## TO BE DONE
Print the lines below word for word, keeping every character the same.

## SUPPLIED RECORDS
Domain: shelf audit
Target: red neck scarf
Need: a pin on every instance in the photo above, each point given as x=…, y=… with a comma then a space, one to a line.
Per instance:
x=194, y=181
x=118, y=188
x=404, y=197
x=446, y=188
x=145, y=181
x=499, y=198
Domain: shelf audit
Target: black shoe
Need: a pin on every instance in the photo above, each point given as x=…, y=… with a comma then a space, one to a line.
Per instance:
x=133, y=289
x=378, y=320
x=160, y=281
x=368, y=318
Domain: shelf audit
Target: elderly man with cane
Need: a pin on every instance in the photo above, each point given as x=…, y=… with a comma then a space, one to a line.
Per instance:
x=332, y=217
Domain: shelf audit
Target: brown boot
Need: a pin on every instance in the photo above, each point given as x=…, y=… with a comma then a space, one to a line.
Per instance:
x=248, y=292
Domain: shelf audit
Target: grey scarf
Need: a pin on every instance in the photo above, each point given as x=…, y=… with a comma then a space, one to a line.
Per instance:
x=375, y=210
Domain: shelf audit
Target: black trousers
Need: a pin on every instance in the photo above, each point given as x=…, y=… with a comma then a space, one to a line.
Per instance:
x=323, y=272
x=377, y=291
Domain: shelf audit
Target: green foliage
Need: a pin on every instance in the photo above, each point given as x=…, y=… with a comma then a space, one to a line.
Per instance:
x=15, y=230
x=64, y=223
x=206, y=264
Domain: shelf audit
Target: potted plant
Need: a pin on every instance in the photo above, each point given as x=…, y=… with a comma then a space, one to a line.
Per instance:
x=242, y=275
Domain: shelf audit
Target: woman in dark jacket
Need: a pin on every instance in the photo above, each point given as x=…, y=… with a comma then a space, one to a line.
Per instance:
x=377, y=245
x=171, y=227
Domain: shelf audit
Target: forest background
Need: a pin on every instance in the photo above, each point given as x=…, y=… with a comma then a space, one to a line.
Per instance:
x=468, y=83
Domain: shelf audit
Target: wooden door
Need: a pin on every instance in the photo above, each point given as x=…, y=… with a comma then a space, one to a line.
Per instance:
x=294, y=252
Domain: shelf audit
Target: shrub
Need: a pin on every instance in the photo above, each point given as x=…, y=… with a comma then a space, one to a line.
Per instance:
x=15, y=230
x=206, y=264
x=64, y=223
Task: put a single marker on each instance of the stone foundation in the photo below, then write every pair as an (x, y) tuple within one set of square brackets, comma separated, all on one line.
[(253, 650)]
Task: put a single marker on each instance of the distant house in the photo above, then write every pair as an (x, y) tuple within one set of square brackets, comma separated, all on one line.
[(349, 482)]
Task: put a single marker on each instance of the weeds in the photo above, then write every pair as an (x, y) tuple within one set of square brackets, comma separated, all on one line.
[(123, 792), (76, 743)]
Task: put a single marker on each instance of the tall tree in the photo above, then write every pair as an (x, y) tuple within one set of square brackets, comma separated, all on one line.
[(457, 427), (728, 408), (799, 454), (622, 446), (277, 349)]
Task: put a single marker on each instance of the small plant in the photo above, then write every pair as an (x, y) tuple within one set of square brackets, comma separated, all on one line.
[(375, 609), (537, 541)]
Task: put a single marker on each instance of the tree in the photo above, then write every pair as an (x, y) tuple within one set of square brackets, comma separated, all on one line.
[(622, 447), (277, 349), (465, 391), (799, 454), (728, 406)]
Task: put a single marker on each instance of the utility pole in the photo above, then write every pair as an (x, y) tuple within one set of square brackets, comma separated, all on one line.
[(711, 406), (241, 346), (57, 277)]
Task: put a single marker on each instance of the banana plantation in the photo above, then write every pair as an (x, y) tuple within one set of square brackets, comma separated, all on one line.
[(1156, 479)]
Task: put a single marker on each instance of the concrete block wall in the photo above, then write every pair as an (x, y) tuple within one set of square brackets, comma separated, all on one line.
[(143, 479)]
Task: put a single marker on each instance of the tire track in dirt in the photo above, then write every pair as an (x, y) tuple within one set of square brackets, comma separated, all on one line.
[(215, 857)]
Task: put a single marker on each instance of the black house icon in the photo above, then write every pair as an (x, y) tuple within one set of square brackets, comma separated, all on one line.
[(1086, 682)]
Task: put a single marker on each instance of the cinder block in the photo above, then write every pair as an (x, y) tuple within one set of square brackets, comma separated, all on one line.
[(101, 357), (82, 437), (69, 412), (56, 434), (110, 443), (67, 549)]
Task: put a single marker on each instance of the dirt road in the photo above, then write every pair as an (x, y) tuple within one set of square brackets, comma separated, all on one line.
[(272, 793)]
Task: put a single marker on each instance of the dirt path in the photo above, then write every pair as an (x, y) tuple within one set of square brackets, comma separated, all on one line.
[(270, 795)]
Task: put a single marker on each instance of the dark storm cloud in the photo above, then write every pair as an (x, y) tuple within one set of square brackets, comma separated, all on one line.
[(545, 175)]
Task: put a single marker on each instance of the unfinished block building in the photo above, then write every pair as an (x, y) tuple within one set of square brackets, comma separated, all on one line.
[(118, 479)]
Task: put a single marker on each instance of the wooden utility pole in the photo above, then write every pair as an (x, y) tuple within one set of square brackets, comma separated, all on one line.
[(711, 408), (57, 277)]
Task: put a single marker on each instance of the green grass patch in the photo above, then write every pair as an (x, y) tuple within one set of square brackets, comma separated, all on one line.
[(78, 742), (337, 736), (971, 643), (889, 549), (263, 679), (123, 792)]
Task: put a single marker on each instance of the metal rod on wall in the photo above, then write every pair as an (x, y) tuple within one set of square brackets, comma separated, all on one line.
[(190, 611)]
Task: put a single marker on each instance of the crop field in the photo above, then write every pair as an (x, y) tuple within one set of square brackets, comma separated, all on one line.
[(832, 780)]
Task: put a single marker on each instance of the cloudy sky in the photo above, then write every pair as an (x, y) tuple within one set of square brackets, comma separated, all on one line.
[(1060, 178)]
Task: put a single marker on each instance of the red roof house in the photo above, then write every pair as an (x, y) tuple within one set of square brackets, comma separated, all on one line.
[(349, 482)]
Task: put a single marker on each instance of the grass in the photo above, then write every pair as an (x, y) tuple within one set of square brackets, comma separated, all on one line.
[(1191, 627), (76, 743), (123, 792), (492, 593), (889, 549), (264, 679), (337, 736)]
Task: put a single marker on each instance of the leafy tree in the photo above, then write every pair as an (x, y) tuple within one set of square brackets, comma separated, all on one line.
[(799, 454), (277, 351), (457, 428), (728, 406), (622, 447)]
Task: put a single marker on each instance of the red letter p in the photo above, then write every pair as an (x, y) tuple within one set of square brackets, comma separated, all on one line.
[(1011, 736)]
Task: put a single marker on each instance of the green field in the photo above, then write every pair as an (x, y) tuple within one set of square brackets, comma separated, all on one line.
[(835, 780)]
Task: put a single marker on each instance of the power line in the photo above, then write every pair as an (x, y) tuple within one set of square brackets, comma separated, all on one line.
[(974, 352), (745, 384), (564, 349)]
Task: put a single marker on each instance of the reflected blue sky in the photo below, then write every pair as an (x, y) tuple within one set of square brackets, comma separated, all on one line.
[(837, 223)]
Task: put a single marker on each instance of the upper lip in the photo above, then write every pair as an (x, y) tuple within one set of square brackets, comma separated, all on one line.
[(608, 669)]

## ANSWER FOR THIS EXERCISE
Domain: shelf audit
Target: red neck scarf
Need: a pin on every instance in the photo above, each point given as x=…, y=… with a comma then a space, one to a line.
Per instance:
x=194, y=181
x=118, y=188
x=404, y=197
x=446, y=188
x=145, y=181
x=499, y=198
Domain: shelf audit
Target: black shoe
Need: a pin on every instance in the photo above, each point given as x=…, y=… with a comma then a space, one to a line.
Per instance:
x=133, y=289
x=378, y=320
x=160, y=281
x=368, y=318
Domain: shelf audit
Target: elderly man with cane
Need: a pin on every instance in the photo above, each point given as x=…, y=… with a comma then a space, one to a line.
Per instance:
x=332, y=217
Domain: shelf audit
Target: brown boot
Need: a pin on every instance in the photo above, each point given as x=…, y=… with a comma then a space, one to a line.
Per instance:
x=248, y=292
Domain: shelf audit
Target: grey scarf
Need: a pin on every instance in the photo above, each point given as x=…, y=… with a comma then a space, one to a line.
Per instance:
x=375, y=210
Domain: shelf audit
Target: black trousers
Need: a pin on every instance in the photo above, each point given as x=…, y=… with a comma then a space, one to a line.
Per instance:
x=323, y=272
x=377, y=291
Domain: shelf audit
Target: green foliage
Need: a pin on every instance in the photo above, each point given as x=…, y=… with a comma then a space, one to a line.
Per instance:
x=15, y=230
x=64, y=223
x=206, y=264
Domain: shelf audit
Target: potted plant
Need: a pin on every instance in the photo above, each point given as x=…, y=… with a comma then a space, one to a line.
Per instance:
x=242, y=275
Domain: shelf audit
Target: woman in dark jacket
Need: a pin on every instance in the photo above, each point given as x=…, y=… with a comma then a space, one to a line.
Per instance:
x=377, y=245
x=171, y=227
Domain: shelf audit
Target: forest background
Need: a pin on every instance in the photo above, each point given as x=…, y=… with a comma then a space, one to a line.
Per instance:
x=468, y=83
Domain: shelf audit
Target: wooden door
Need: a pin on every instance in the photo above, each point given as x=…, y=… with a comma then a space, one to a line.
Per instance:
x=294, y=252
Domain: shelf audit
Target: shrub
Need: a pin on every instance in the photo above, each point given as x=…, y=… with a comma then a space, one to a line.
Per instance:
x=15, y=230
x=206, y=264
x=64, y=223
Task: put a single marker on each instance of the stone foundation in the photo below, then write every pair as an (x, y) tuple within one set of square brackets, comma separated, all on one line.
[(253, 650)]
Task: put a single marker on each instance of the distant house in the photo above, then write every pair as an (x, y) tuple within one set of square brackets, comma separated, all on one line.
[(349, 482)]
Task: put a single marker on each instance of the weeds in the photo above, then write every pair as an (x, y) tuple within one set of square brackets, comma separated, all on one line.
[(123, 792), (76, 743)]
Task: put a single marker on each instance of the tall tree in the photo above, then write every pair as an (x, y) tuple within one set of square brackets, comma separated, all on one line.
[(457, 427), (728, 408), (799, 454), (622, 446), (277, 349)]
Task: put a single marker on each instance of the small plant in the photo above, then write every pair as an (x, y) tuple within one set of square brackets, comma separated, all on one line.
[(375, 609), (537, 541)]
Task: put a single marker on each instance of the tree in the photo above, then write every pair as an (x, y) tuple within one set of square brackets, comma separated, all on one line.
[(622, 447), (277, 349), (465, 391), (799, 454), (728, 406)]
Task: put a single marker on each instance of the utility pole in the photo above, then write every pair as an (x, y) tuple within one set of square brackets, comma separated, all on one line.
[(711, 406), (241, 346), (57, 277)]
Task: put a single marker on each instance of the banana plantation in the photo above, then write every pair as an (x, y) tuple within one set of square brackets, comma separated, all on one line.
[(1156, 479)]
Task: put a single marker on each instance of the concrete block wall in the photo above, then write every pair as an (x, y) tuple within one set of square brackets, comma separated, all on one line.
[(143, 479)]
Task: put a single marker on each instance of the tire track in dirt in the photo above, then write every pair as an (x, y) tuple within one set of square brackets, comma separated, all on one line.
[(215, 857)]
Task: put a single marker on each instance of the black house icon in the photo above, then write every pair as an (x, y) tuple within one set of square brackets, comma separated, all on one line.
[(1086, 682)]
Task: put a single marker on each instance of the cinder block in the photo above, then write every pair as an (x, y) tuple within one set of square brackets, comma separated, all on one line.
[(101, 357), (82, 437), (69, 412), (56, 434), (110, 443), (67, 549)]
Task: put a single marker on each instance of the dirt road in the photo above, then write every pair as an (x, y) tuple within one set of square brackets, comma separated, all on one line.
[(272, 793)]
Task: put a single marker on each instance of the dirt path in the photo above, then write every pair as an (x, y) tuple within one set of square brackets, comma separated, all on one line.
[(270, 795)]
Task: put a single marker on each instance of the dark storm cloud in the photo above, then write every pair as an (x, y) tuple within one set of square brackets, comma separated, all on one line.
[(545, 175)]
Task: put a single marker on each instance of the unfinished block building in the photo above, then write every pair as an (x, y) tuple within one set of square brackets, comma separated, all on one line.
[(118, 479)]
Task: put a single marker on each instance of the wooden utility pole in the photo above, then write every pair as an (x, y) tuple within one set of square brackets, comma separated, all on one line.
[(711, 408), (57, 277)]
Task: put a single marker on each instance of the green grass patch in the photo above, then write every pair as an (x, y) tuple within one set of square brackets, comma separated, all on one line.
[(78, 742), (337, 736), (971, 643), (889, 549), (263, 679), (123, 792)]
Task: put a single marker on each instance of the metal rod on wall in the photo above, then write every pair as an (x, y) tuple within one set of square brackets, comma separated, all on one line.
[(190, 611)]
Task: put a single marker on each instance of the crop field in the photo above, then write every pair as an (x, y) tuple within one set of square brackets, comma separated, all on one line.
[(832, 780)]
Task: put a single marker on each instance of the cloudy sky in the photo above, then write every pair as an (x, y) tuple within one set of square brackets, comma separated, all on one line.
[(1060, 178)]
Task: put a single marker on each instance of the red roof house in the photo above, then write every pair as an (x, y) tuple within one set of square brackets, comma separated, all on one line.
[(349, 482)]
Task: put a single marker on each instance of the grass in the photo above, then write every pair as an (x, y) tuple within one set of square brackets, comma separated, all on one line.
[(1191, 627), (76, 743), (123, 792), (492, 593), (889, 549), (264, 679), (337, 736)]
Task: put a single marker on each instance of the leafy tree in the photo above, then write every pair as an (x, y) tuple within one set of square brackets, comma separated, all on one line.
[(799, 454), (277, 351), (457, 428), (728, 406), (622, 447)]
Task: put a single marker on each instance of the red letter p in the photo above, then write every pair as an (x, y) tuple within one set of square brackets, comma separated, all on one line.
[(1011, 736)]
Task: put a single marker on each instance of the green field in the photo above, then write every pair as an (x, y) tuple within one set of square brackets, comma separated, all on one line.
[(835, 780)]
Task: put a single marker on each instance of the power line in the photo above, then write every pair as an (x, y) tuple within one set of square brackets, comma separated, all on one line.
[(974, 352), (745, 384), (564, 349)]
Task: put a single marker on each instance of the reflected blue sky in the photo below, then write every pair as an (x, y) tuple within one set of square brackets, comma separated, all on one line.
[(837, 223)]
Task: put a single marker on each instance of the upper lip in the photo above, then write every pair as an (x, y) tuple within one set of square brackets, comma separated, all on one line.
[(608, 669)]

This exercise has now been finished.